» Activity
Below are some records. Print exactly the lines between the one holding "box: [523, 218, 558, 232]" and the one holding "positive clicks: (554, 222) (534, 229)", inclusive, and nothing else.

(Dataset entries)
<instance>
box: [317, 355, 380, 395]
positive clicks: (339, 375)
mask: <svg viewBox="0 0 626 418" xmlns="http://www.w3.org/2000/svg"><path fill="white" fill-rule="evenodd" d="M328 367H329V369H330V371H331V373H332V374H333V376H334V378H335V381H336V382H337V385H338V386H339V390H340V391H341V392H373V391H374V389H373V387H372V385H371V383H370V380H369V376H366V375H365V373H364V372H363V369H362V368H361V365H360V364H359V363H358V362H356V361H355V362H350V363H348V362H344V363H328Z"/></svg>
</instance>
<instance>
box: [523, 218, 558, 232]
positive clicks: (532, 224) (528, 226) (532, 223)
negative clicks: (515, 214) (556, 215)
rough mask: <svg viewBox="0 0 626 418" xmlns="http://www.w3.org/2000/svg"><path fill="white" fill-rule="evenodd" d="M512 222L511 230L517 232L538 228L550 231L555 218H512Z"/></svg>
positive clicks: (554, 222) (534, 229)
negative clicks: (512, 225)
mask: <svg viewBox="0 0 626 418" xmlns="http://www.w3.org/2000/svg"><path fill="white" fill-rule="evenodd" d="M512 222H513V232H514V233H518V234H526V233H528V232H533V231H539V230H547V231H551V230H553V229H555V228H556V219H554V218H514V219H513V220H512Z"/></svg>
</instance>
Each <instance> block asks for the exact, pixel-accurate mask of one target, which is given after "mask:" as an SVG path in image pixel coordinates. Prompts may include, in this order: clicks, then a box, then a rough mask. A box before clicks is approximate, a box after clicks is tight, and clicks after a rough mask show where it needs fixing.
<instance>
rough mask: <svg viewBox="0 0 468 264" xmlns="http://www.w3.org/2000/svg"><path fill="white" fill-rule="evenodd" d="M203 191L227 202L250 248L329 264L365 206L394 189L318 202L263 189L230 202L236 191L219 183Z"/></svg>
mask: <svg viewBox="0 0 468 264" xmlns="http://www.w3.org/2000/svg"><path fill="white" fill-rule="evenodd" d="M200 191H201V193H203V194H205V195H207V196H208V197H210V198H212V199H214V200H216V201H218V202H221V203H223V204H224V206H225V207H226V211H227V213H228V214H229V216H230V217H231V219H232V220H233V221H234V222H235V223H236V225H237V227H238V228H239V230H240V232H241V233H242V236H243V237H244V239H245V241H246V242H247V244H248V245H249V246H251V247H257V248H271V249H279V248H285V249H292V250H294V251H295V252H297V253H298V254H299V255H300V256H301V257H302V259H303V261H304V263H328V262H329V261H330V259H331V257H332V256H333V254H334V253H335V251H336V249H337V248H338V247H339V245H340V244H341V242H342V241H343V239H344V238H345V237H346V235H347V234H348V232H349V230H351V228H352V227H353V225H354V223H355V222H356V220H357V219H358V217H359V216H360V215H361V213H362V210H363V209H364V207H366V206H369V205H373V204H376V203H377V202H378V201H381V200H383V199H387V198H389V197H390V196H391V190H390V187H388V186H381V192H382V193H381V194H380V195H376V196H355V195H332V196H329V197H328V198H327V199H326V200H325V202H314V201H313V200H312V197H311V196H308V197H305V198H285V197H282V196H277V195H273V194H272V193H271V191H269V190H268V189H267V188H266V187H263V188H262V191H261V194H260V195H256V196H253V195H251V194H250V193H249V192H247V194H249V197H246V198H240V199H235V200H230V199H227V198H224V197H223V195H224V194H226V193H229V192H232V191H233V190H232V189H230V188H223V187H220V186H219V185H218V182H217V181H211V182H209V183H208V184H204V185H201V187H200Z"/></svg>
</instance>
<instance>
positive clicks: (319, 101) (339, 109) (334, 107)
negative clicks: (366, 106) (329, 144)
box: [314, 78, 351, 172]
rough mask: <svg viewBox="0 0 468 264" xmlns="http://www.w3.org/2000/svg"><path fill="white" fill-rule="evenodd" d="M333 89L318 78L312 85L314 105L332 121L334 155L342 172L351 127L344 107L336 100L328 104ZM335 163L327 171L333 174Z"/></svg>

» Final answer
box: [523, 218, 558, 232]
positive clicks: (532, 224) (528, 226) (532, 223)
negative clicks: (515, 214) (556, 215)
rough mask: <svg viewBox="0 0 626 418" xmlns="http://www.w3.org/2000/svg"><path fill="white" fill-rule="evenodd" d="M512 222L511 230L517 232L538 228L550 231L555 218H512Z"/></svg>
positive clicks: (554, 222) (534, 229)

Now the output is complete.